> _Exercise prompt_: What is needed is a verbatim copy of the data, minus the pictures.

Point-per-instance localization data
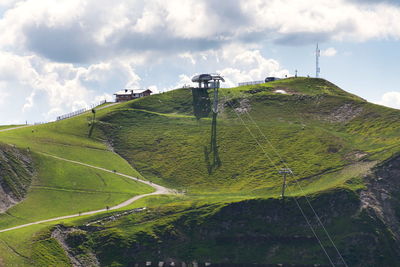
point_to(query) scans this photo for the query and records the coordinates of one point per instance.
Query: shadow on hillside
(202, 109)
(211, 155)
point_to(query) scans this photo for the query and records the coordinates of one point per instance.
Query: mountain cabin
(129, 94)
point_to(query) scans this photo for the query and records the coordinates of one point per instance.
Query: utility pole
(317, 55)
(284, 172)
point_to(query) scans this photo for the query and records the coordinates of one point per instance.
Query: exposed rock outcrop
(16, 172)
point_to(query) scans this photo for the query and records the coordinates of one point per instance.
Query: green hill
(343, 151)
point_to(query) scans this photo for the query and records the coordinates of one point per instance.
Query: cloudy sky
(58, 56)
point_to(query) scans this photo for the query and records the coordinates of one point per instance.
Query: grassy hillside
(16, 171)
(317, 129)
(62, 188)
(343, 152)
(329, 138)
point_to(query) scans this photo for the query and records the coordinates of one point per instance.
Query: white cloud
(329, 52)
(390, 99)
(35, 89)
(76, 31)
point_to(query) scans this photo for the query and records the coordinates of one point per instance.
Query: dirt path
(160, 190)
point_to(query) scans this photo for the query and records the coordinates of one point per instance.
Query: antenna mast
(317, 55)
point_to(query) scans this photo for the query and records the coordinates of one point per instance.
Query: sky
(60, 56)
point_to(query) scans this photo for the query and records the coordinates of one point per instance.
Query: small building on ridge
(129, 94)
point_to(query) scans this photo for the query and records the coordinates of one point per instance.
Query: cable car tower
(210, 81)
(317, 55)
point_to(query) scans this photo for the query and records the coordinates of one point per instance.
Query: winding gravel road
(160, 190)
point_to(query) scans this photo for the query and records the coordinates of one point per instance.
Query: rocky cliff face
(382, 196)
(263, 231)
(16, 172)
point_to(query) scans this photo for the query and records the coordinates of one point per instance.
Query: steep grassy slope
(330, 139)
(316, 131)
(16, 172)
(343, 152)
(62, 188)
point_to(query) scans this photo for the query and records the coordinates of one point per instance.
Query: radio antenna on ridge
(317, 55)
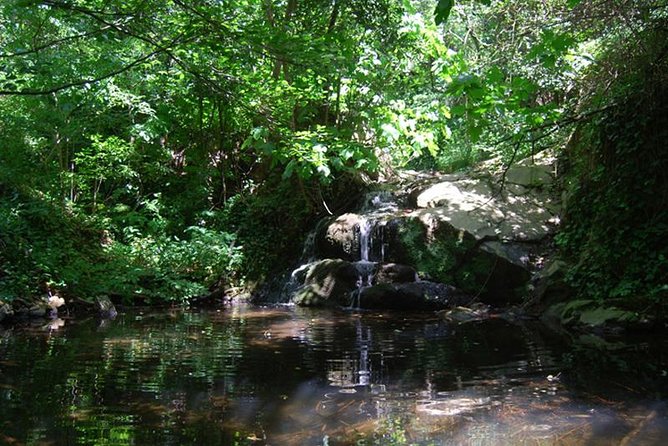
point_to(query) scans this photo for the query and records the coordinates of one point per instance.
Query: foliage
(184, 133)
(616, 218)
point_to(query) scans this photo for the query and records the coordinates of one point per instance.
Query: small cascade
(366, 227)
(365, 271)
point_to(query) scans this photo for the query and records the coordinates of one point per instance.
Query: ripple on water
(292, 376)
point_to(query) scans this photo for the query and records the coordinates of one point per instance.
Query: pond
(245, 375)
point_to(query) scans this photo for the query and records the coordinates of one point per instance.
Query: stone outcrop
(370, 285)
(483, 233)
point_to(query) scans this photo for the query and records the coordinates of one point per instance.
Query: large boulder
(483, 233)
(422, 295)
(338, 238)
(328, 282)
(6, 311)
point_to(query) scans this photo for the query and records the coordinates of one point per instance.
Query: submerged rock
(327, 282)
(6, 311)
(410, 296)
(395, 273)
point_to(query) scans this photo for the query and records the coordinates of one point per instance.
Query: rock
(466, 314)
(106, 307)
(55, 301)
(328, 282)
(549, 285)
(6, 311)
(339, 238)
(38, 310)
(395, 273)
(418, 296)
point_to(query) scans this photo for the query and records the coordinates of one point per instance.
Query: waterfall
(366, 227)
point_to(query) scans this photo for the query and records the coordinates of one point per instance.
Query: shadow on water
(287, 376)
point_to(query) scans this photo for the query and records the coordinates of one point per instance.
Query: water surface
(287, 376)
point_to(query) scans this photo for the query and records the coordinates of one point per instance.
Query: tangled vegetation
(160, 150)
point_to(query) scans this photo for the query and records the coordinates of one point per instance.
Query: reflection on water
(285, 376)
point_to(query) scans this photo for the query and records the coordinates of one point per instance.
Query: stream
(283, 375)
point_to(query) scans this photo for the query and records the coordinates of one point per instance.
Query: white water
(365, 239)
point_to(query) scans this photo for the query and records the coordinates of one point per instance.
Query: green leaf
(442, 12)
(287, 173)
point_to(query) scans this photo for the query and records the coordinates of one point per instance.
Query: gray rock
(6, 311)
(328, 282)
(417, 296)
(395, 273)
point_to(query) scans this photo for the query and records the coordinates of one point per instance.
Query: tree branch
(53, 43)
(31, 92)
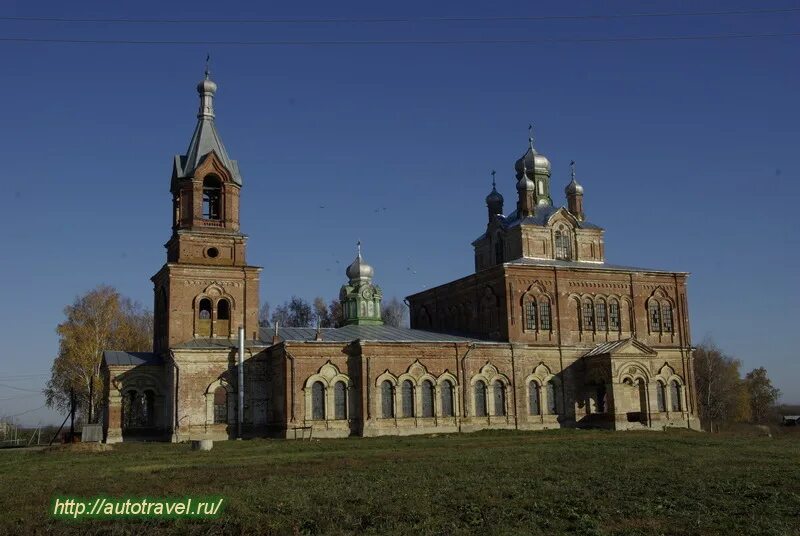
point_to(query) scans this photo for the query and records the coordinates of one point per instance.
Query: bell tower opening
(212, 198)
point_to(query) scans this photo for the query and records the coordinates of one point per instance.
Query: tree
(720, 391)
(393, 313)
(322, 316)
(263, 315)
(763, 395)
(99, 320)
(296, 313)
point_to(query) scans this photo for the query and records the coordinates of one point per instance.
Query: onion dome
(573, 187)
(525, 184)
(359, 270)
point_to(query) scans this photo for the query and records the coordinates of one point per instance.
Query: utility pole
(71, 414)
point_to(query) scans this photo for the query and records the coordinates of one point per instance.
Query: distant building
(545, 333)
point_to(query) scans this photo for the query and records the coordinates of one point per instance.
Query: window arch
(654, 315)
(600, 315)
(499, 250)
(588, 316)
(223, 325)
(666, 317)
(407, 392)
(220, 405)
(387, 400)
(534, 396)
(480, 399)
(318, 401)
(613, 315)
(212, 198)
(552, 398)
(530, 315)
(563, 245)
(661, 396)
(204, 318)
(427, 398)
(499, 392)
(675, 395)
(545, 320)
(447, 399)
(340, 401)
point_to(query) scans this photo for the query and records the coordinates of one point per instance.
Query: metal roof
(364, 333)
(131, 358)
(607, 348)
(551, 263)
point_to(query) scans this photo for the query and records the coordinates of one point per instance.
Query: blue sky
(687, 151)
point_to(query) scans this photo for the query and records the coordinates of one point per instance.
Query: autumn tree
(763, 395)
(393, 313)
(99, 320)
(720, 391)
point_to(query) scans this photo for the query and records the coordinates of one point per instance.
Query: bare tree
(99, 320)
(763, 395)
(720, 391)
(394, 313)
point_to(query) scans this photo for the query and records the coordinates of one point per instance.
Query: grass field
(569, 481)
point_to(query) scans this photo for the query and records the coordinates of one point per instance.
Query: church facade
(544, 334)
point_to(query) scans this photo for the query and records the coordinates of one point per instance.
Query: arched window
(661, 396)
(223, 325)
(666, 317)
(212, 198)
(204, 318)
(480, 399)
(427, 399)
(318, 401)
(588, 316)
(613, 315)
(675, 395)
(563, 246)
(447, 399)
(530, 315)
(552, 398)
(387, 400)
(534, 407)
(600, 398)
(499, 250)
(408, 398)
(340, 401)
(545, 324)
(499, 391)
(602, 324)
(655, 317)
(220, 405)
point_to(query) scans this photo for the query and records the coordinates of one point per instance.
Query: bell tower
(206, 290)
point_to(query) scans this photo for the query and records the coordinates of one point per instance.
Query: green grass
(569, 481)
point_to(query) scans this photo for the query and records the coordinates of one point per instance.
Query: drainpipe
(240, 413)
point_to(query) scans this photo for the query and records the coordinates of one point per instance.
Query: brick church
(544, 334)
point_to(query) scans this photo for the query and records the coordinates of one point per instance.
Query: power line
(432, 42)
(384, 20)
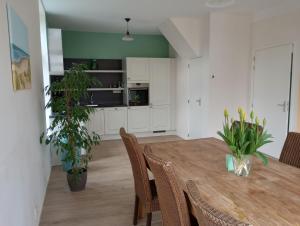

> _Task response_:
point_to(query) scans this photo for the query and records the coordinates of one point per instance.
Query: shadow on hillside
(202, 109)
(211, 155)
point_to(query) scans this photo for the query and records the coordinates of one point per instance.
Query: mountain cabin
(129, 94)
point_to(query) scans this photo for the query and records the coordinates of one point per instance.
Query: utility pole
(317, 55)
(284, 172)
point_to(query) scans this photo for the query and records the coordinates of one point per instance.
Query: exposed rock outcrop
(16, 172)
point_to(query) scans this photo for the query and records the coordinates of one point per instance.
Query: green hill
(343, 151)
point_to(query) scans this photo for the query and records the coordinates of one point per instance.
Query: cloudy sky
(58, 56)
point_to(query) scans this photo for the query and records the coordinates of one point per instance.
Query: grassy hillside
(16, 171)
(317, 129)
(62, 188)
(343, 152)
(329, 138)
point_to(query) scans this photo for the query and records the coordinates of one point per instance.
Query: white cloud
(329, 52)
(390, 99)
(35, 89)
(76, 31)
point_to(query) scans this photo for the query and records the coordinates of one point per instance.
Query: dirt path
(160, 190)
point_to(query) scans this photo for the query and records the coordinates of one point per instance.
Query: antenna mast
(317, 55)
point_to(query) scans this photo for the query and records the coordinates of one point per instance.
Query: sky
(60, 56)
point_to(query) scans this photo for the query and records the coordinates of one point per instance.
Query: small building on ridge
(129, 94)
point_to(query) scans this photo for the query and records the coordinates of one point per instance.
Query: cable car tower
(210, 81)
(317, 55)
point_to(query) scans this photo for the query and records the coordinates of one point per instance.
Query: winding gravel road
(160, 190)
point_to(query) scans this photo for the query and records the coordinates of one point per instance.
Query: rocky cliff face
(382, 196)
(263, 231)
(16, 172)
point_to(query) scans this photo for the query and records the coordinates of one point per instance.
Query: steep grassy slope
(330, 139)
(316, 131)
(16, 172)
(343, 152)
(62, 188)
point_to(query) scans this photo for the query and records the coordinates of one point per instance.
Query: radio antenna on ridge
(317, 55)
point_to(query) scans this photo for the query and records the coordinates of one point per instance.
Query: foliage
(184, 133)
(616, 218)
point_to(query) scans this photo for the query and records the coordinates of one point per instance.
Query: small cascade
(366, 227)
(365, 271)
point_to(query) scans this photo for the query and records the coordinates of one point per instance.
Query: ripple on water
(292, 376)
point_to(query) scans this photo for the query and records the coordinates of one point per instance.
Query: pond
(245, 375)
point_to(query) scans this photo for the query and records the coordinates of one point per instance.
Query: stone outcrop
(370, 285)
(483, 233)
point_to(query) scans this photo for the query and records the coordinates of one point per instance.
Query: large boulder
(483, 233)
(422, 295)
(338, 238)
(328, 282)
(6, 311)
point_to(query) scans this photo for the query and records the coordinates of one point per instance.
Query: submerged rock
(327, 282)
(6, 311)
(410, 296)
(395, 273)
point_to(query) scans this photo for the query and records the coordinates of one point per instance.
Query: rock
(466, 314)
(106, 307)
(55, 301)
(328, 282)
(549, 285)
(6, 311)
(339, 238)
(38, 310)
(395, 273)
(418, 296)
point_to(query) scans this photo for the query and records the coordinates of one point per instance.
Query: waterfall
(366, 227)
point_to(query) scans this photo for the query and records the coordinates of one point per instance.
Query: shadow on water
(287, 376)
point_to(query) scans this photo for the query and records the coordinates of one point per instance.
Query: water surface
(287, 376)
point_to(query) scans this photo for the query and records the coordinates of one point per instance.
Query: tangled vegetation
(160, 150)
point_to(query) scans this photo for the query and records the coordinates of one point per instance.
Query: reflection on water
(285, 376)
point_to(query) scans this photo for the query and records the coordinates of one point per instance.
Query: stream
(283, 375)
point_to(query) scans this photo for the query and records the coordinates of one point per instance.
Query: white water
(365, 239)
point_to(query) scans this photo for the query and records the coordinates of one point per instance.
Query: green leaf
(442, 12)
(287, 173)
point_to(query) scans this photo for the query and records the coordinates of one point per instance.
Query: gray rock
(6, 311)
(328, 282)
(417, 296)
(395, 273)
point_to(query) scans this photo for the query and records the coordinates of one point per instance.
Query: tree branch
(53, 43)
(31, 92)
point_to(query) scans this photo for the query and records the coordinates of one point per instance.
Query: bell tower opening
(212, 198)
point_to(query) scans this photo for the query and records the coordinates of one point per instance.
Query: tree
(720, 391)
(393, 313)
(322, 316)
(263, 315)
(763, 395)
(99, 320)
(296, 313)
point_to(query) scans this photo for the query and records the coordinates of one point per instance.
Query: onion dome
(573, 187)
(525, 184)
(359, 270)
point_to(query) scans this photo for the query and records the coordinates of one point per instance.
Query: utility pole
(71, 414)
point_to(query) scans this photo for the query and records the coordinates of one point per instance.
Query: distant building
(545, 333)
point_to(query) scans this photo for the query and records the coordinates of one point per instance.
Query: window arch
(654, 315)
(600, 315)
(499, 250)
(588, 316)
(223, 325)
(666, 317)
(407, 392)
(220, 405)
(387, 400)
(534, 396)
(480, 399)
(318, 401)
(613, 315)
(212, 198)
(552, 398)
(530, 315)
(563, 245)
(661, 396)
(204, 318)
(427, 398)
(499, 392)
(675, 395)
(545, 320)
(447, 399)
(340, 401)
point_to(query) scans this photo for the query and records the coordinates of one point per instance.
Query: metal roof
(364, 333)
(131, 358)
(607, 348)
(551, 263)
point_to(query) scans this photo for the query and records the coordinates of one point per instance.
Query: blue sky
(687, 151)
point_to(query) scans this photo for the query and records the coordinates of one point per instance.
Query: autumn tree
(763, 395)
(393, 313)
(99, 320)
(720, 391)
point_to(query) scans this photo for the query and records the coordinates of one point per instance.
Query: bare tree
(99, 320)
(763, 395)
(720, 391)
(394, 313)
point_to(query) scans this photo for the query and records the coordinates of one point per instance.
Query: grass field
(569, 481)
point_to(query) scans this photo for the query and records the coordinates of one point per instance.
Query: church facade
(544, 334)
point_to(query) scans this photo for the query and records the coordinates of one point per instance.
Query: arched window
(661, 396)
(223, 325)
(666, 317)
(212, 198)
(204, 318)
(480, 399)
(427, 399)
(318, 401)
(588, 316)
(613, 315)
(675, 395)
(563, 246)
(447, 399)
(530, 315)
(552, 398)
(387, 400)
(534, 407)
(600, 398)
(499, 250)
(408, 398)
(340, 401)
(545, 324)
(499, 391)
(602, 324)
(655, 317)
(220, 405)
point_to(query) scans this photo for the query and records the coordinates of one point per instance.
Query: bell tower
(206, 290)
point_to(query) scans this photo for the query and records the coordinates of one point per instance.
Query: green grass
(569, 481)
point_to(query) scans this photo for the query and records the coordinates of one point per instance.
Query: drainpipe
(240, 413)
point_to(query) scans this photo for the query and records the coordinates of one point per instance.
Query: brick church
(544, 334)
point_to(query) scans this photo for the query and records the coordinates of one point per instance.
Query: power line
(432, 42)
(384, 20)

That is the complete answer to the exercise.